===== INPUT MATERIAL
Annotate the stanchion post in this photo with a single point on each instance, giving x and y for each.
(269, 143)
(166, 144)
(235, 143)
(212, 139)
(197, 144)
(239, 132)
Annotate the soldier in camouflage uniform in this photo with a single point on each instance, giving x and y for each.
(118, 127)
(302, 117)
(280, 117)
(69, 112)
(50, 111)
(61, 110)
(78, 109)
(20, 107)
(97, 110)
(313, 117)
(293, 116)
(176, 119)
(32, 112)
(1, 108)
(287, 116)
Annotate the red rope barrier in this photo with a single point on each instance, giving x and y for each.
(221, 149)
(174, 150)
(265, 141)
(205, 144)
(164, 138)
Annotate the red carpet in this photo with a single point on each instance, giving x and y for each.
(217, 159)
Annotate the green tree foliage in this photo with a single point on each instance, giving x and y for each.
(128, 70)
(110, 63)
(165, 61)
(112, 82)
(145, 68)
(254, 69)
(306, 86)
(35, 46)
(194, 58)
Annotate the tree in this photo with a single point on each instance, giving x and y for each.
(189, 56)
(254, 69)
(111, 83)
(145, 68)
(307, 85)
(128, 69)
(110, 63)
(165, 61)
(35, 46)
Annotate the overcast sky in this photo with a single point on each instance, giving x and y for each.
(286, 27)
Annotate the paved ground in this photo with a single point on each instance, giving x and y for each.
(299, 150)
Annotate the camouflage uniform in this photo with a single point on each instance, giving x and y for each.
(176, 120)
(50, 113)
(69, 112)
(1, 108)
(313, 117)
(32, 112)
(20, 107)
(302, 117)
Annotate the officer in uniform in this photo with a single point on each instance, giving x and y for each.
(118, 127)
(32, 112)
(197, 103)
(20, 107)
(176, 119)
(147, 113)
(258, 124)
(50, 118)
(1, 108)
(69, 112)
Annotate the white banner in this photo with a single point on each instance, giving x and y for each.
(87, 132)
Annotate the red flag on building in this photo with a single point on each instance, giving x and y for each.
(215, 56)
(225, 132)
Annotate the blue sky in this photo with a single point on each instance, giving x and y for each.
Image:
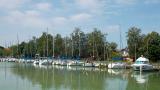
(27, 18)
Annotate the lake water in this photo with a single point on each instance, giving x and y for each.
(28, 77)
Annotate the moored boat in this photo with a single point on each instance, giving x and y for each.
(142, 64)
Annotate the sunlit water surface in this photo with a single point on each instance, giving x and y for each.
(15, 76)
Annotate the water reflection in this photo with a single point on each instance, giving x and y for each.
(79, 78)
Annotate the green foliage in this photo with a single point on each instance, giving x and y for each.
(140, 44)
(78, 44)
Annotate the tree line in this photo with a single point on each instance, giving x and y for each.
(77, 45)
(147, 45)
(87, 45)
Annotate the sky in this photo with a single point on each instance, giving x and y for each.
(27, 18)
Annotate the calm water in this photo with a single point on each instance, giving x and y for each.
(28, 77)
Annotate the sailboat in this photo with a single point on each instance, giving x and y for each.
(142, 64)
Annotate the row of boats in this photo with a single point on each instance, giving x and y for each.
(141, 64)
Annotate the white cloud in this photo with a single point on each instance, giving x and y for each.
(43, 6)
(152, 1)
(80, 17)
(59, 21)
(112, 29)
(11, 4)
(88, 3)
(125, 2)
(28, 18)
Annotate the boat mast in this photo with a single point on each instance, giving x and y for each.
(66, 46)
(53, 45)
(79, 44)
(72, 44)
(17, 46)
(47, 43)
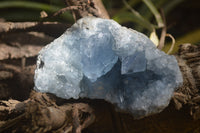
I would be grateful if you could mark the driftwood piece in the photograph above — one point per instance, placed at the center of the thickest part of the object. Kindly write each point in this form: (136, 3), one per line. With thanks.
(36, 112)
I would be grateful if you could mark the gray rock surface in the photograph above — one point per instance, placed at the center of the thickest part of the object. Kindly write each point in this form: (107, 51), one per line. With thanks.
(99, 59)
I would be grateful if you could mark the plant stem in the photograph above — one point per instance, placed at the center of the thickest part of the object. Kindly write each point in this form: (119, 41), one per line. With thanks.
(155, 12)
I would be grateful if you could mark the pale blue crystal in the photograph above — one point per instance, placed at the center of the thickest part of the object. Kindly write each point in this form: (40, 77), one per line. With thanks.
(99, 59)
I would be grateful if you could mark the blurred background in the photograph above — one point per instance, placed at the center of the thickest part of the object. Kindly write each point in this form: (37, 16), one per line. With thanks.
(181, 16)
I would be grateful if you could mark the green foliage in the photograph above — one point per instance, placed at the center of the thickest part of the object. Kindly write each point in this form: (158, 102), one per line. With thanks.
(142, 15)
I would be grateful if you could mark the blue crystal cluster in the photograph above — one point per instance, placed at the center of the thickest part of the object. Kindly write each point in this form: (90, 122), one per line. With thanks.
(99, 59)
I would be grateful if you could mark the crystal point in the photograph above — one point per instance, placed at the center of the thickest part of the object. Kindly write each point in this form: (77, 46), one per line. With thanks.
(99, 59)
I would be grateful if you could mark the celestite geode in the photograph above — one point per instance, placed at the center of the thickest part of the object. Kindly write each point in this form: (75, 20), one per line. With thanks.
(99, 59)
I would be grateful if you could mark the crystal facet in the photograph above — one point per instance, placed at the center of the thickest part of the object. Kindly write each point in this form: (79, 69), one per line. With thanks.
(99, 59)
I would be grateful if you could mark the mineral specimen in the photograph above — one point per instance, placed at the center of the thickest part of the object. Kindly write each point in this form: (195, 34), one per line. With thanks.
(99, 59)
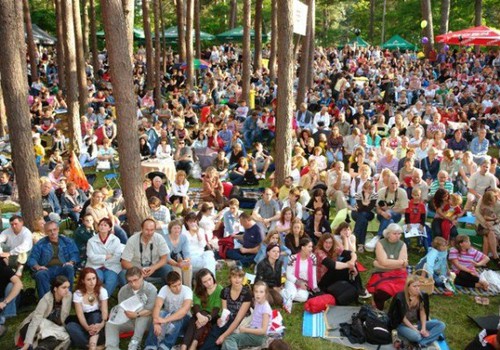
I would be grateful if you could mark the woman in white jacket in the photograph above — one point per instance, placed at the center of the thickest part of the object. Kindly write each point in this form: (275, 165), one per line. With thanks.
(103, 254)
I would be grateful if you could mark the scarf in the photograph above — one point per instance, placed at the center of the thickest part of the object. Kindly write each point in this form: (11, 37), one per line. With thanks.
(309, 271)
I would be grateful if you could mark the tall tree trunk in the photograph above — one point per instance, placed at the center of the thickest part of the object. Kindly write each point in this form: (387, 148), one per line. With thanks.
(284, 113)
(13, 80)
(384, 12)
(93, 38)
(429, 30)
(371, 30)
(158, 76)
(245, 80)
(80, 60)
(3, 116)
(445, 16)
(257, 57)
(197, 30)
(86, 28)
(61, 67)
(115, 29)
(31, 41)
(478, 17)
(149, 46)
(312, 38)
(303, 62)
(233, 13)
(274, 39)
(128, 10)
(189, 44)
(73, 113)
(181, 33)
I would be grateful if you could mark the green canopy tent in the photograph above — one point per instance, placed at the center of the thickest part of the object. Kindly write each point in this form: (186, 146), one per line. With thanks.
(397, 42)
(171, 35)
(236, 34)
(138, 34)
(359, 41)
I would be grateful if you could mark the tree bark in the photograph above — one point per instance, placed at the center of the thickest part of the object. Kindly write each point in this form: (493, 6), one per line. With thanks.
(445, 16)
(93, 39)
(312, 38)
(371, 27)
(86, 28)
(257, 57)
(274, 39)
(197, 30)
(115, 29)
(80, 60)
(157, 91)
(61, 67)
(245, 83)
(30, 41)
(284, 114)
(149, 46)
(128, 10)
(233, 13)
(73, 113)
(181, 33)
(13, 80)
(429, 30)
(189, 44)
(3, 116)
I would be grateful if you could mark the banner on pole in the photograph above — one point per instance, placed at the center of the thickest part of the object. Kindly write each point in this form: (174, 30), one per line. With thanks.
(299, 18)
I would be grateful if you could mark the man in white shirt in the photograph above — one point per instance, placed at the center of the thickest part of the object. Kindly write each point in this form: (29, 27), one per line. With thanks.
(16, 243)
(170, 313)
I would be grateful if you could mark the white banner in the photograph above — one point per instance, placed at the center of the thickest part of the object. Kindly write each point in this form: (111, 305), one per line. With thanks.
(299, 17)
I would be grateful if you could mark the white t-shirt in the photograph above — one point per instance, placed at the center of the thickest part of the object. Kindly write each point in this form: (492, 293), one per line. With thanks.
(173, 302)
(78, 299)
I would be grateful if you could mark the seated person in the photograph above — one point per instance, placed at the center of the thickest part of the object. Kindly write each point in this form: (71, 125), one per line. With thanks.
(266, 212)
(248, 242)
(139, 321)
(46, 265)
(16, 243)
(170, 313)
(148, 251)
(391, 260)
(72, 201)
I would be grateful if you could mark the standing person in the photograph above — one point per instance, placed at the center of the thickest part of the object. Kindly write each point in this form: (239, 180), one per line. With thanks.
(170, 313)
(409, 314)
(48, 318)
(91, 306)
(255, 333)
(300, 276)
(104, 251)
(236, 298)
(137, 321)
(148, 251)
(464, 261)
(52, 256)
(207, 305)
(16, 242)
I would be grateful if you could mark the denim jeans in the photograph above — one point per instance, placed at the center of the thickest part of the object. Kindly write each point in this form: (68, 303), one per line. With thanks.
(395, 218)
(109, 278)
(434, 327)
(362, 219)
(79, 336)
(152, 341)
(43, 278)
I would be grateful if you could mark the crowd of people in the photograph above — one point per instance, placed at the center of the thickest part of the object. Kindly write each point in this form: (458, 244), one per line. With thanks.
(396, 144)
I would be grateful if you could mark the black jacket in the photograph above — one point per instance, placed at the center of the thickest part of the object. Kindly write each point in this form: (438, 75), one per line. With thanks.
(399, 307)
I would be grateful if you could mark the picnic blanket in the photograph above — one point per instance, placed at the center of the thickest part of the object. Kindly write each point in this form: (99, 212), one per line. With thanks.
(336, 315)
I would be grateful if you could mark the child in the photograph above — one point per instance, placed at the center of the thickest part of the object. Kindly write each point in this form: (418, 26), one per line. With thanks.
(451, 213)
(255, 334)
(415, 214)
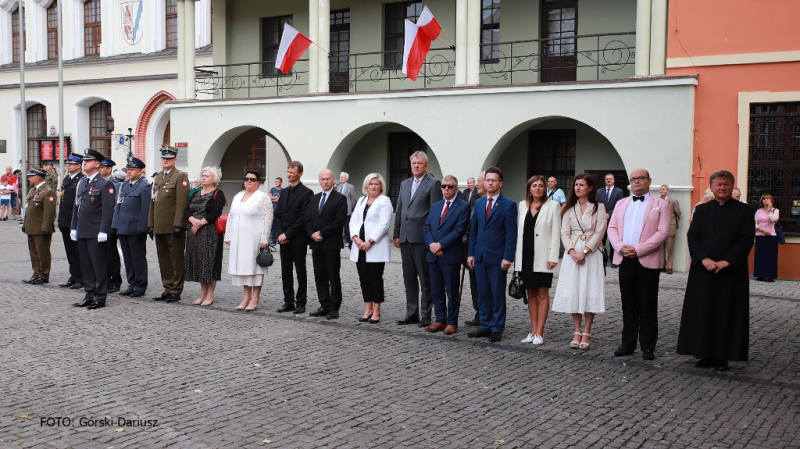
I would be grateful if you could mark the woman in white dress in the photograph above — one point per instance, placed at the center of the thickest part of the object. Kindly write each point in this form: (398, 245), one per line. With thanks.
(581, 283)
(247, 230)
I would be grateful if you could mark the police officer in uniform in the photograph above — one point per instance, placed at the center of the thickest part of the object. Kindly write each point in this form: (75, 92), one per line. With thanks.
(112, 256)
(38, 224)
(166, 222)
(130, 221)
(65, 206)
(91, 225)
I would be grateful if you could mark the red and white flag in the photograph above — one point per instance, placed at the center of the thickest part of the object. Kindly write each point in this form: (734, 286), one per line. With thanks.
(293, 45)
(418, 42)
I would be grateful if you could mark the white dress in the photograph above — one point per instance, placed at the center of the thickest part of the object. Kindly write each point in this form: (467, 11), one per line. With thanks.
(581, 288)
(249, 225)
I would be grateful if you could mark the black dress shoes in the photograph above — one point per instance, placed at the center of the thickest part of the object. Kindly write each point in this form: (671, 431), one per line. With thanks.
(621, 352)
(286, 308)
(479, 334)
(97, 304)
(408, 320)
(319, 312)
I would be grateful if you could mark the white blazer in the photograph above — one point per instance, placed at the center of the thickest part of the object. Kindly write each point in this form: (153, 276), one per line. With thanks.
(376, 227)
(546, 239)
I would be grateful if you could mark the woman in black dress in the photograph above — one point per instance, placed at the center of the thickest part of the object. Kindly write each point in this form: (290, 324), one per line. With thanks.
(538, 234)
(203, 244)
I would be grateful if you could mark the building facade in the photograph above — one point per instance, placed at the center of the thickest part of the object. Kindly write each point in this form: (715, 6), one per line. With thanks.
(747, 104)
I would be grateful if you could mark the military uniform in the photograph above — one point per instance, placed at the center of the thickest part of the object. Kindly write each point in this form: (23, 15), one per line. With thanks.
(65, 206)
(39, 225)
(91, 220)
(130, 221)
(169, 199)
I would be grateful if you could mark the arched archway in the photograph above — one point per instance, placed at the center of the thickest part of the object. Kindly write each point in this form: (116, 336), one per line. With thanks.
(381, 147)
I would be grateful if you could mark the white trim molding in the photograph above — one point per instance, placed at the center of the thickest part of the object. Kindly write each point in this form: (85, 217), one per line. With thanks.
(743, 120)
(734, 59)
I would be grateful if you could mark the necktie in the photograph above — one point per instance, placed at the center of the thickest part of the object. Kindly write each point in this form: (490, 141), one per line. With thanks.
(321, 203)
(444, 212)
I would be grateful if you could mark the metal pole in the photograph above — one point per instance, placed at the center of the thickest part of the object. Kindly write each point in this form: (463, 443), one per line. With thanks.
(23, 110)
(60, 99)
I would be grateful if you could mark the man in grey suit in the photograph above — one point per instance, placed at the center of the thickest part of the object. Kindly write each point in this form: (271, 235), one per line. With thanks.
(417, 195)
(349, 192)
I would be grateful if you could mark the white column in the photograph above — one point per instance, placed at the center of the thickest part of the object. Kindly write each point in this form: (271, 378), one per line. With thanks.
(658, 38)
(462, 21)
(181, 50)
(642, 60)
(313, 51)
(189, 48)
(324, 41)
(473, 41)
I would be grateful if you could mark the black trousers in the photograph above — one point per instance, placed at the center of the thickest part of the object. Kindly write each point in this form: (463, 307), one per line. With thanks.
(294, 257)
(638, 287)
(370, 277)
(134, 254)
(72, 256)
(114, 266)
(327, 276)
(94, 268)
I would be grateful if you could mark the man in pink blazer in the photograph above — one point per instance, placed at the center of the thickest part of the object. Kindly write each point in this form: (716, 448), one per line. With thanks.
(637, 232)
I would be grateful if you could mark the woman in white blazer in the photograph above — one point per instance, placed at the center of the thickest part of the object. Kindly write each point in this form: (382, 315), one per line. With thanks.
(538, 237)
(371, 247)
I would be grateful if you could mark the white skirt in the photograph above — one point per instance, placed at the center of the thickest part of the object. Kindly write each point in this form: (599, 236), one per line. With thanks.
(581, 288)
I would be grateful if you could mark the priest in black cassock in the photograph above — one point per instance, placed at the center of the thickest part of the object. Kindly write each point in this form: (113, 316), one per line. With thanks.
(716, 315)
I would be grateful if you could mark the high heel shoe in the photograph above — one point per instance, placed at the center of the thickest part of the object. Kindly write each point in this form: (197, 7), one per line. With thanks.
(585, 345)
(576, 344)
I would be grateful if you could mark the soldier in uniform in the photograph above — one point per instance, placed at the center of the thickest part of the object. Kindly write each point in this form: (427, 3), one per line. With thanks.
(166, 222)
(38, 224)
(130, 221)
(65, 206)
(112, 256)
(91, 223)
(51, 177)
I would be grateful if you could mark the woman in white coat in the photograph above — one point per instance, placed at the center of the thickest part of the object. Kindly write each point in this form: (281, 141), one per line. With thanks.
(371, 248)
(247, 230)
(538, 238)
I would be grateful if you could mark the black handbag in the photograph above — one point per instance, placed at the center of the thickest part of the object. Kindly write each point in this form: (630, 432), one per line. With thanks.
(516, 289)
(264, 258)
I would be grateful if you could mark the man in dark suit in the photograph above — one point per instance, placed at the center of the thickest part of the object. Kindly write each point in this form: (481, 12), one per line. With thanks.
(324, 220)
(470, 194)
(65, 205)
(609, 195)
(293, 239)
(130, 221)
(417, 194)
(443, 233)
(492, 245)
(40, 214)
(91, 224)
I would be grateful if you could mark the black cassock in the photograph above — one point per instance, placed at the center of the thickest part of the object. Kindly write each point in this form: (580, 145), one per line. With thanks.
(716, 308)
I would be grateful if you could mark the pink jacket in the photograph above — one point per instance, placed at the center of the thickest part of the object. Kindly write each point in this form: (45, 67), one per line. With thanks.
(650, 249)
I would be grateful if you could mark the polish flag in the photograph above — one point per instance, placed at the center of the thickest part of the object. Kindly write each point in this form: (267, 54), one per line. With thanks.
(418, 42)
(292, 46)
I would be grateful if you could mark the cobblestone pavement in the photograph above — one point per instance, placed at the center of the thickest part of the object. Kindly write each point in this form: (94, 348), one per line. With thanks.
(213, 377)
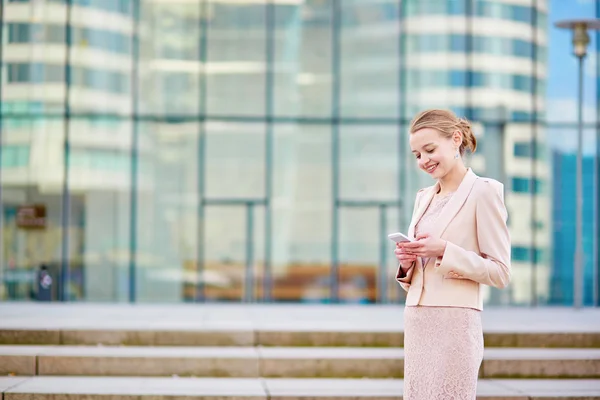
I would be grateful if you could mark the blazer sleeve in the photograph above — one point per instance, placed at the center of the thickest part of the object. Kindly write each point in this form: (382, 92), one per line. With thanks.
(492, 266)
(404, 279)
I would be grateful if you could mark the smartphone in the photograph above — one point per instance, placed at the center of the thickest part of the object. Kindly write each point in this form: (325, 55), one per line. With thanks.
(399, 237)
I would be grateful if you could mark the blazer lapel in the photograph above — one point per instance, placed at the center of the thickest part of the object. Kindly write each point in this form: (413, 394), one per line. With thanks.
(454, 204)
(423, 204)
(450, 209)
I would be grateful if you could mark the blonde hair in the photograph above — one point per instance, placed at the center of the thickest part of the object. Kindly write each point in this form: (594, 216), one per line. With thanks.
(446, 122)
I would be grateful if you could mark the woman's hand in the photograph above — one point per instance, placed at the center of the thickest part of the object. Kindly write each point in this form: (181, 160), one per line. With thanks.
(404, 257)
(425, 246)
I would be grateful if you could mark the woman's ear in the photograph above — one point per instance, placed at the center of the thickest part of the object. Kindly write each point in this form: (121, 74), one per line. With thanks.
==========
WRITTEN REQUEST: From the line with "I would be grateful if you could mark the smartphone" to the last line of the material, give every line again exactly, and only those lines.

OUTPUT:
I would be grateful if you could mark the smartphone in the photograph above — one point per instance, placed at the center of the thickest part of the object. Kindly write each point in this form: (325, 55), one per line. With thanks.
(399, 237)
I would be grateful if you could mark the blazer lapel in the photograph above — one point per instance, placed at the center of the thickest part of the object. Kindly write each point in this form: (413, 394), one per line. With thanks.
(454, 204)
(423, 204)
(450, 209)
I would be grateful if you could mark the blonde hair in the photograph above — one point per instance, placed at the center of the thickest part of the object. Kindly write each point in this form: (594, 216), one per line. With thanks.
(446, 122)
I would be grateful if you could mark the woman's hand in the photograph above — one point per instance, placed at the center of the thickest part of the object. Kindly write each point in this form: (181, 160), one per line. With thanks.
(404, 257)
(425, 246)
I would be grateful if you could mark the woman's ear in the photograph above — one point per instance, placed at the center of the thickest part of the object. Kindly write each point in this form: (121, 74), one per line. With thanks.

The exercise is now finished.